## start LISTING

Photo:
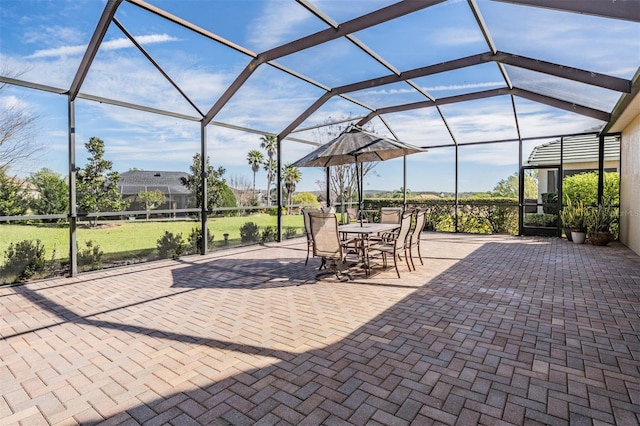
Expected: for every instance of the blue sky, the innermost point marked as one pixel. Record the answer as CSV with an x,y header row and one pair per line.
x,y
44,42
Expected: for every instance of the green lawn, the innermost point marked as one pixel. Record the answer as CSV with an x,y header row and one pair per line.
x,y
119,239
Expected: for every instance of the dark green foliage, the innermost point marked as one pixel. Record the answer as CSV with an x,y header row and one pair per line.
x,y
268,234
541,219
195,239
215,183
501,219
24,259
90,258
170,245
52,193
228,199
97,183
475,215
249,233
584,187
290,232
12,200
550,198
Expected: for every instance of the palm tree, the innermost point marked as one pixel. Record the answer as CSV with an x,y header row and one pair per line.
x,y
270,167
255,159
291,176
270,144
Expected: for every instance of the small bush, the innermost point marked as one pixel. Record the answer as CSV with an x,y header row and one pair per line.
x,y
290,232
24,259
249,233
540,219
170,245
268,234
195,239
91,257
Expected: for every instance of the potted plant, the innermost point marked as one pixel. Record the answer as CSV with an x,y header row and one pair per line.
x,y
578,219
600,220
566,217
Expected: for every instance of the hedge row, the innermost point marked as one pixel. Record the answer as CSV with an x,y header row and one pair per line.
x,y
475,215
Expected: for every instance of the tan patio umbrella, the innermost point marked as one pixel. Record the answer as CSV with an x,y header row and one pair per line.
x,y
356,145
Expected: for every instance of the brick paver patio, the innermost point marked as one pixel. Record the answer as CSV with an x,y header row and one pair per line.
x,y
491,330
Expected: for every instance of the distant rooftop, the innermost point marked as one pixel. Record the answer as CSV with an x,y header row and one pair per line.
x,y
134,181
576,149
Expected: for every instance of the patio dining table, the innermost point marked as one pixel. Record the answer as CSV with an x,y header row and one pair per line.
x,y
364,231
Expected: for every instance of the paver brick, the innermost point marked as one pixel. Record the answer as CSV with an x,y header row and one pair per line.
x,y
491,330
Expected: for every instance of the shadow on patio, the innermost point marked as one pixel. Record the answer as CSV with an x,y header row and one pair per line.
x,y
491,329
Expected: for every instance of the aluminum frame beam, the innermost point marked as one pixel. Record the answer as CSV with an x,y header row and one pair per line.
x,y
628,10
92,49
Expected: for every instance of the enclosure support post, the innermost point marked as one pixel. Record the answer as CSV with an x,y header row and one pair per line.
x,y
328,172
404,182
520,189
600,168
73,208
203,186
279,187
456,194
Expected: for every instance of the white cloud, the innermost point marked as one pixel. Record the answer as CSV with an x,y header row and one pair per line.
x,y
275,24
116,44
45,35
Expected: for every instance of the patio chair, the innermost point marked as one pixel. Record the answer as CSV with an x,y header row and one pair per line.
x,y
390,214
326,242
413,238
307,231
354,216
395,243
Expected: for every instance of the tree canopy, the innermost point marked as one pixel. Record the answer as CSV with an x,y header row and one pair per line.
x,y
51,193
215,183
97,183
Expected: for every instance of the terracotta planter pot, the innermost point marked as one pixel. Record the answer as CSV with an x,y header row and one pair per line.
x,y
600,238
567,233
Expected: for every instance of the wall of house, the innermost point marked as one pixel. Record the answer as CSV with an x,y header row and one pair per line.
x,y
629,184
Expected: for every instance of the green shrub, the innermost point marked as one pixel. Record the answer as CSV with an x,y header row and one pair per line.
x,y
290,232
170,245
269,233
24,259
540,219
195,239
584,187
90,258
550,198
249,233
501,219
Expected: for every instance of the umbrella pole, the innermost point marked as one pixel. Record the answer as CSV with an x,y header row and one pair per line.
x,y
360,189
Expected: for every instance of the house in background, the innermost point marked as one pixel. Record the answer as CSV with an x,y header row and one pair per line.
x,y
579,155
134,181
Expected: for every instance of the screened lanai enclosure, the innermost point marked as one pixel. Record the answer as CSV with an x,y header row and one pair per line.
x,y
112,111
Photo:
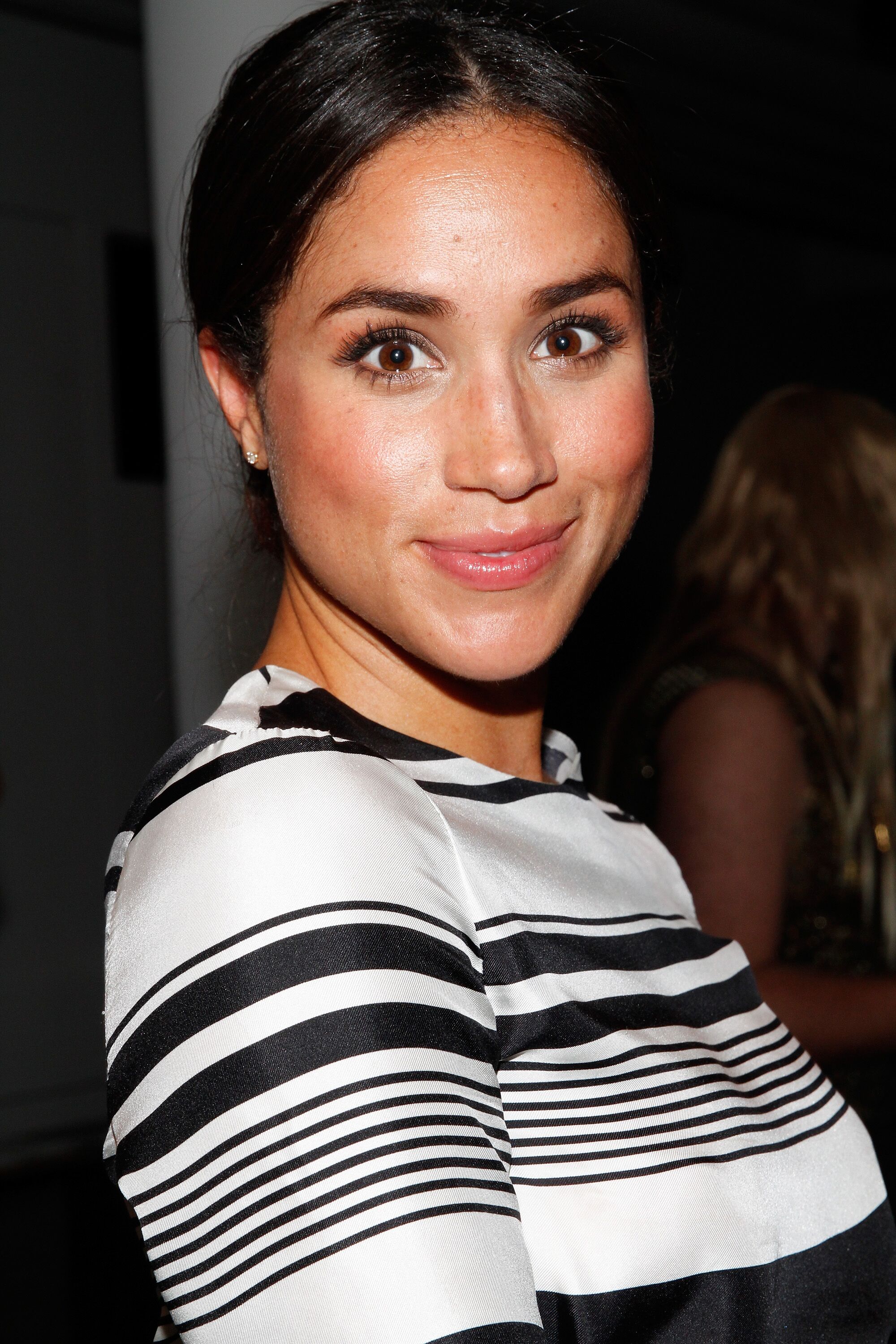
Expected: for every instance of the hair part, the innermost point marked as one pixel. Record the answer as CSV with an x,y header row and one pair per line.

## end LISTING

> _INSTRUCTIONS FOR THE TASK_
Extract only the lines from the one that contains "Expected: for every instance of the house" through the end of the records, inclusive, and omit every picture.

> _ANSWER FOR THIS EXERCISE_
Expected: for every instance of the house in background, the innermost point marked as one pixel. Record the answer as CSV with an x,y header row and one pair per line.
x,y
579,155
134,181
Expected: for every instance of the screened lanai enclosure, the innermost point marked as one pixel. Record the answer as CSV with an x,y header row and one pair per line.
x,y
112,111
Photo:
Expected: for every instance of the hair part, the innermost point marked as one pixel. Record the answer as CSV with an x,y header row and one pair per line.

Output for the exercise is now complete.